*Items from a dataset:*
* * * * * * * * *

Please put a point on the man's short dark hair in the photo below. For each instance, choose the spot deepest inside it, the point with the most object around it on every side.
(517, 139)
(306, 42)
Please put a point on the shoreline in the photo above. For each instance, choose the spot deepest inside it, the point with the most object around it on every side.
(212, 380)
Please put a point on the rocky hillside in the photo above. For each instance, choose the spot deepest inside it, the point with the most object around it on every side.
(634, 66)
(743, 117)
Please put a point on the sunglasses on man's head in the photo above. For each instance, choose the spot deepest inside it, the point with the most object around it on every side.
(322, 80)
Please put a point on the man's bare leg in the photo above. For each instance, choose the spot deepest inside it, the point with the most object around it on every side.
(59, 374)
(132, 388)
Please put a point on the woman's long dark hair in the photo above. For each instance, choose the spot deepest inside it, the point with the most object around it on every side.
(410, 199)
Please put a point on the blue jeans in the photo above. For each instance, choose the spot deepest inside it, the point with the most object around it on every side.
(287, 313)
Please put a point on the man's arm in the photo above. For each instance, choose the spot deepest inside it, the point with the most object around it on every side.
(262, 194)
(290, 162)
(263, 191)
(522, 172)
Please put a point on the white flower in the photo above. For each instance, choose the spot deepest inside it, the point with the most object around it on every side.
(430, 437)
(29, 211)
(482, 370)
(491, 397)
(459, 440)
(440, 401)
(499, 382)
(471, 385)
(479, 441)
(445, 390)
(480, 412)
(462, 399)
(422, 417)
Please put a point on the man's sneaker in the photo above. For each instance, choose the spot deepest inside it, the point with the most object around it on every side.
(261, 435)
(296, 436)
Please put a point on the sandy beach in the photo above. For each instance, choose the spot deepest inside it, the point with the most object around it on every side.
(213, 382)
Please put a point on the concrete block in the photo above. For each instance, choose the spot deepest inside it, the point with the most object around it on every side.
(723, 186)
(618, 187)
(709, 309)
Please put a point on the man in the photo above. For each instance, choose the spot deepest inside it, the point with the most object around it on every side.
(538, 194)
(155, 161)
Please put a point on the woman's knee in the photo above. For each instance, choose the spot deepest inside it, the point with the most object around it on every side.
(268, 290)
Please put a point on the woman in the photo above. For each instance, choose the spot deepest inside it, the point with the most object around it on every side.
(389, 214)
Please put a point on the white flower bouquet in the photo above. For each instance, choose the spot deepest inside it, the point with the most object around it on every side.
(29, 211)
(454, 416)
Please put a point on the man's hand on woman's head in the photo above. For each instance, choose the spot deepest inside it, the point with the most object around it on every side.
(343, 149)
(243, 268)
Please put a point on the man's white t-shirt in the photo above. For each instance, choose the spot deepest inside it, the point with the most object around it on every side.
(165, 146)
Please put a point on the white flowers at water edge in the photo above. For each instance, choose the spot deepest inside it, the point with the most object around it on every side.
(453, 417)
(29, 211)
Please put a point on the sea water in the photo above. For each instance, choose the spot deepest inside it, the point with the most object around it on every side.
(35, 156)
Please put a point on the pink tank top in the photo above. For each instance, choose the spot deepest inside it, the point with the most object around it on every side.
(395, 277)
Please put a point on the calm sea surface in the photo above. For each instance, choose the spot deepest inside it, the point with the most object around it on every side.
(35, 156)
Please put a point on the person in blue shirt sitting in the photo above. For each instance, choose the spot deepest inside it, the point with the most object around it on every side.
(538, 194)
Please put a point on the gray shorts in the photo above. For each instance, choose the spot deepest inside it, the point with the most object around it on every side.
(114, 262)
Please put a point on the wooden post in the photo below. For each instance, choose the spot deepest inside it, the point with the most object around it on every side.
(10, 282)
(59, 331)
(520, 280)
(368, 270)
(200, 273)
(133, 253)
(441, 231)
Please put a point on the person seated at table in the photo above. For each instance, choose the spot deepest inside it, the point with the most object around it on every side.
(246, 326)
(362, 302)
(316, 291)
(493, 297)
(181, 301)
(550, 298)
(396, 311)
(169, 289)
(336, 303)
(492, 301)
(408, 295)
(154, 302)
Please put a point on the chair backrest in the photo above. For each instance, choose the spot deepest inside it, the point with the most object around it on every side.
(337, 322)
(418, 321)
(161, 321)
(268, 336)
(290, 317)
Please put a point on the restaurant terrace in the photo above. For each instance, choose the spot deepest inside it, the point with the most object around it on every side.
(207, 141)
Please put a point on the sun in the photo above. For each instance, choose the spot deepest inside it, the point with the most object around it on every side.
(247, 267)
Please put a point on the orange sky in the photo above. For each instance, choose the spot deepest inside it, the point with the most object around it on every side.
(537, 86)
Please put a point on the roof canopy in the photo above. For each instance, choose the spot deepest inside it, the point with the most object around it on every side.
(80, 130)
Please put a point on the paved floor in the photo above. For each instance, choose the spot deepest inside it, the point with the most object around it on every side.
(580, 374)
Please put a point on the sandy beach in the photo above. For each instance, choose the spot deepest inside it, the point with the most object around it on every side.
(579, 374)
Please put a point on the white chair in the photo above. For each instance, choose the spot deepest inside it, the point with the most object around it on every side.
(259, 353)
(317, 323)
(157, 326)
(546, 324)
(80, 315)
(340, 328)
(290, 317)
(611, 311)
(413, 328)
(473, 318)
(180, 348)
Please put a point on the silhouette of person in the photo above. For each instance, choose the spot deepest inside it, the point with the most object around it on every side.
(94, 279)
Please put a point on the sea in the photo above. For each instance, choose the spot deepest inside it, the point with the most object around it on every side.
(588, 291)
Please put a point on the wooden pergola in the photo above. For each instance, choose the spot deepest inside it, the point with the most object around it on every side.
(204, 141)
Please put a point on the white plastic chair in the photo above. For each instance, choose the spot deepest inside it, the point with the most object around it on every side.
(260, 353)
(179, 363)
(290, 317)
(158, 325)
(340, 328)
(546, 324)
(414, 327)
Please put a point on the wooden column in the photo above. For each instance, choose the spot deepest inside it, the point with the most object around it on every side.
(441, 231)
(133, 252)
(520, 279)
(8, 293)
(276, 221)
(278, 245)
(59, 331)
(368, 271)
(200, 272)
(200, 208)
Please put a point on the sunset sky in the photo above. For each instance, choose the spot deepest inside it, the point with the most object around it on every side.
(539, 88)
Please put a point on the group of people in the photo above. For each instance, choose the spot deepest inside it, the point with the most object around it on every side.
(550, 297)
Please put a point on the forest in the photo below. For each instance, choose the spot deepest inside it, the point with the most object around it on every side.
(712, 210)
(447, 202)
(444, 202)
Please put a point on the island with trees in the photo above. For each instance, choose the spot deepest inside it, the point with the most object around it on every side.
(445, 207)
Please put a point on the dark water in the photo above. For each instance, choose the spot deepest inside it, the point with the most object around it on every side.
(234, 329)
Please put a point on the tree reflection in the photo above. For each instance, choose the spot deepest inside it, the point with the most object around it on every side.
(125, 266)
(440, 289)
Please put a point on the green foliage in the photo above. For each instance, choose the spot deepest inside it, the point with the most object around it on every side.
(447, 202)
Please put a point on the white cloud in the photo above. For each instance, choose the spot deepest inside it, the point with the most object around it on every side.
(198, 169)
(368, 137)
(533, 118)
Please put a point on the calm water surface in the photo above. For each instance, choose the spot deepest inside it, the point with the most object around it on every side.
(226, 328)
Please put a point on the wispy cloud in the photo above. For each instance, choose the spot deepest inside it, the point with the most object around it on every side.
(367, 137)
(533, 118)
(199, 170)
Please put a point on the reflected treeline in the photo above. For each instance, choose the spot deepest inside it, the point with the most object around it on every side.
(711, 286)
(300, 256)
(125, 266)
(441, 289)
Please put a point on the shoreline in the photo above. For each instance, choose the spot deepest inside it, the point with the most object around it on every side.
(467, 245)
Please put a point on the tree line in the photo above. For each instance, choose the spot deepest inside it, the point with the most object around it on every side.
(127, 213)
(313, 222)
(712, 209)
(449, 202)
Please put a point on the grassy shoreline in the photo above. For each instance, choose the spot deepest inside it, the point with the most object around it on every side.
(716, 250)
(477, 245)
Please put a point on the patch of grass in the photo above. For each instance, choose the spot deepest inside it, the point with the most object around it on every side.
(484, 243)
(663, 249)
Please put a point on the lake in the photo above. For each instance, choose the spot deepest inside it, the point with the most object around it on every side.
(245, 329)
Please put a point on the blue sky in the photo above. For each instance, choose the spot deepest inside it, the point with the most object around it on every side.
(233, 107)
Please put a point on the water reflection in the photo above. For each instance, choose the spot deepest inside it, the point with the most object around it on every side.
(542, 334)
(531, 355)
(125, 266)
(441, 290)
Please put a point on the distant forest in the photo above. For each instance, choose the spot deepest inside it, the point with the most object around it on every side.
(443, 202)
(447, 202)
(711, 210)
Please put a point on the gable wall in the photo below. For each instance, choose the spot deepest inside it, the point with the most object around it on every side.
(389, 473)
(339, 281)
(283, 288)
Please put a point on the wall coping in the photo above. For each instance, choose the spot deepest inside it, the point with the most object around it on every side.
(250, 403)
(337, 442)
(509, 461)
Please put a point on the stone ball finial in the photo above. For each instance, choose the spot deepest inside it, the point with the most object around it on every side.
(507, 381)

* * * * * * * * *

*Stated problem:* Reproduce the items from the line containing "Please put a point on the stone" through the end of the items, swapping "ball" for "sphere" and leaving everything else unchanged.

*Exercise output:*
Please put a point on the stone sphere finial in the photo above. For each instance, choose the spot deepest inside it, the point with the most object around it on every side.
(507, 381)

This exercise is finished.